▸ **Entries taken from a collection**
-- Opening Marker --
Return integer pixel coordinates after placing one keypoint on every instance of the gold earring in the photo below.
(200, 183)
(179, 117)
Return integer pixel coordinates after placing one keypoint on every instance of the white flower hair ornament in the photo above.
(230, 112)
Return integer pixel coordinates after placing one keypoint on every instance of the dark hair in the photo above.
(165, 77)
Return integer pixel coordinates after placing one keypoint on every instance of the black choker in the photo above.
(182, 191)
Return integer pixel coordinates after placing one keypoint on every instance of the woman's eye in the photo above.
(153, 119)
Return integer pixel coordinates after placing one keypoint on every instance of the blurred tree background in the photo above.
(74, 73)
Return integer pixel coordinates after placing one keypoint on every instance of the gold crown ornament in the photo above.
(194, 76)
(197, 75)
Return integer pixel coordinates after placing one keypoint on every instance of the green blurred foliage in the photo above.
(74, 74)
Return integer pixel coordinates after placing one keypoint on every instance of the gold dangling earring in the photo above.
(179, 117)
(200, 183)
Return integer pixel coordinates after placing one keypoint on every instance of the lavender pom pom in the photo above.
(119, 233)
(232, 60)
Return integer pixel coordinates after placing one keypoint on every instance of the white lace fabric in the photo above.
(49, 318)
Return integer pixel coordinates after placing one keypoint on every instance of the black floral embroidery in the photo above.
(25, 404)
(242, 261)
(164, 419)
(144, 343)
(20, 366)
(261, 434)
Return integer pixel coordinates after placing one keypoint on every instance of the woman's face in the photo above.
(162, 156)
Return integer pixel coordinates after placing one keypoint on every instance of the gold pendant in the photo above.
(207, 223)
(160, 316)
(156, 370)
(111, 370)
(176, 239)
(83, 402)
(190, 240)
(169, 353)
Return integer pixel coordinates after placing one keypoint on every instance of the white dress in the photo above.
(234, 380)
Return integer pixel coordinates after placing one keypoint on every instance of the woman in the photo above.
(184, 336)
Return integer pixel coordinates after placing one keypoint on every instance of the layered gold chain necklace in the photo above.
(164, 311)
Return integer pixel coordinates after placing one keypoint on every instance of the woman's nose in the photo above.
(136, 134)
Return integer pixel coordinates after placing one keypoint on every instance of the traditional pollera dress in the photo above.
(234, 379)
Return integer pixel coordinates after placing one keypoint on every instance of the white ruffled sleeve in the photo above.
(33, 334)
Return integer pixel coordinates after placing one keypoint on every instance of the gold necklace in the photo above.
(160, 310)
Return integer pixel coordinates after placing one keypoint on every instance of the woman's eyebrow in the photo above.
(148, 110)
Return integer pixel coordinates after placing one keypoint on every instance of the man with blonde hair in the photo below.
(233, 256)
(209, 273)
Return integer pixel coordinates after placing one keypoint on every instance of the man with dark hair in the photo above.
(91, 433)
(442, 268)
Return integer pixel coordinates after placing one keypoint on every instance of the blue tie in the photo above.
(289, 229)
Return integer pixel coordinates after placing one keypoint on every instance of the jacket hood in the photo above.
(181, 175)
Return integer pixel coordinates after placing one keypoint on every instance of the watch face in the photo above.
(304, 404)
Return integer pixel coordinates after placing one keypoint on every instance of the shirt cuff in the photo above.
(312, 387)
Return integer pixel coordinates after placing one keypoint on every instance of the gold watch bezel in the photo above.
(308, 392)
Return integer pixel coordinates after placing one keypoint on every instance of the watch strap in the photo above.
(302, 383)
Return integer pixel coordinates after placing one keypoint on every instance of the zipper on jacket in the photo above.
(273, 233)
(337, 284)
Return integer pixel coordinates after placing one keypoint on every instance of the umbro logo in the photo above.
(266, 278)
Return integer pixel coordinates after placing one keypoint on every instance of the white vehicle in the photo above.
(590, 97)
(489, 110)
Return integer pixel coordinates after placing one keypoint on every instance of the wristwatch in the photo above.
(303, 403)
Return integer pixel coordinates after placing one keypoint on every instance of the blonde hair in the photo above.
-- Closing Marker --
▸ **EXERCISE BRIEF**
Could you write out every entry above exactly as it appears?

▸ **EXERCISE ANSWER**
Return integer pixel coordinates after placing one keypoint on every instance of the gold earring in the photo below.
(200, 183)
(179, 117)
Return integer pixel coordinates after placing one keypoint on every instance of the white flower hair ornament in the photo above.
(230, 112)
Return integer pixel coordinates after placing one keypoint on every instance of the dark hair in the photo above.
(165, 77)
Return integer pixel coordinates after placing one keypoint on every instance of the black choker in the photo above.
(182, 191)
Return integer pixel coordinates after placing one keypoint on every instance of the woman's eye in the photo above.
(153, 119)
Return integer pixel coordinates after placing one keypoint on every instance of the blurred tree background in the photo above.
(74, 73)
Return integer pixel coordinates after placing one keypoint on every instance of the gold crown ornament in the photo above.
(194, 76)
(197, 75)
Return integer pixel coordinates after placing one keypoint on every instance of the green blurred foliage in the photo above.
(74, 74)
Return integer pixel coordinates after placing one keypoint on every instance of the gold dangling earring in the photo above.
(179, 117)
(200, 183)
Return integer pixel coordinates after placing one keypoint on every instance of the lavender pom pom in the photo above.
(119, 233)
(232, 60)
Return integer pixel coordinates after placing one keypoint on every instance of the white lace fabric in the photo above.
(49, 318)
Return integer pixel coordinates after placing one keypoint on every instance of the black floral embroidery in the photo above.
(25, 404)
(242, 261)
(164, 419)
(144, 343)
(20, 366)
(261, 434)
Return integer pixel coordinates after placing one keypoint on every instance of the woman's face in the photo above.
(162, 156)
Return integer pixel coordinates after placing one keypoint on every instance of the gold pendant in the photo above.
(207, 223)
(160, 316)
(156, 370)
(111, 370)
(176, 239)
(83, 402)
(190, 240)
(169, 353)
Return integer pixel coordinates after placing one keypoint on every instance of the white dress in the photo above.
(234, 380)
Return integer pixel coordinates after placing one keypoint on every instance of the woman in the photo above.
(184, 336)
Return integer pixel coordinates after placing one keypoint on every instance of the layered gold chain necklace in the photo above.
(164, 311)
Return integer pixel coordinates after placing one keypoint on every instance of the woman's nose in the photo above.
(136, 134)
Return integer pixel coordinates after placing one keypoint on every instance of the traditional pollera dress in the photo above.
(234, 379)
Return integer pixel coordinates after placing one keypoint on every instance of the white ruffled sleeve in the photo above.
(33, 334)
Return integer pixel coordinates after placing one keypoint on every instance of the gold necklace in the photo above.
(160, 310)
Return integer pixel coordinates after placing one keypoint on every instance of the woman's eyebrow in the photo above.
(148, 110)
Return integer pixel coordinates after placing one keypoint on every instance of the man with blonde hair in the photo below.
(233, 256)
(209, 273)
Return integer pixel coordinates after placing one keypoint on every instance of the man with dark hair in the photo above.
(91, 433)
(442, 268)
Return integer pixel coordinates after placing one keypoint on every instance of the blue tie in the photo above.
(289, 229)
Return integer pixel coordinates after placing one keypoint on every instance of the jacket hood in the photo above.
(181, 175)
Return integer pixel coordinates after placing one keypoint on every instance of the watch face in the photo above.
(304, 404)
Return integer pixel coordinates after placing one keypoint on every instance of the shirt cuff in the photo above.
(312, 387)
Return integer pixel coordinates after placing one keypoint on every instance of the gold watch bezel in the photo above.
(308, 392)
Return integer pixel coordinates after placing one keypoint on every instance of the watch strap in the photo above.
(302, 383)
Return integer pixel coordinates after placing one keypoint on every instance of the zipper on jacket in the photo above.
(273, 233)
(337, 284)
Return integer pixel coordinates after placing one keypoint on every instance of the umbro logo in the photo above.
(266, 278)
Return integer pixel coordinates after placing one keypoint on every instance of the white vehicle in the photo above.
(590, 97)
(489, 110)
Return integer pixel coordinates after placing one keypoint on every instance of the wristwatch in the photo above.
(303, 403)
Return integer pixel coordinates after placing one keypoint on every instance of the blonde hair in the photo above.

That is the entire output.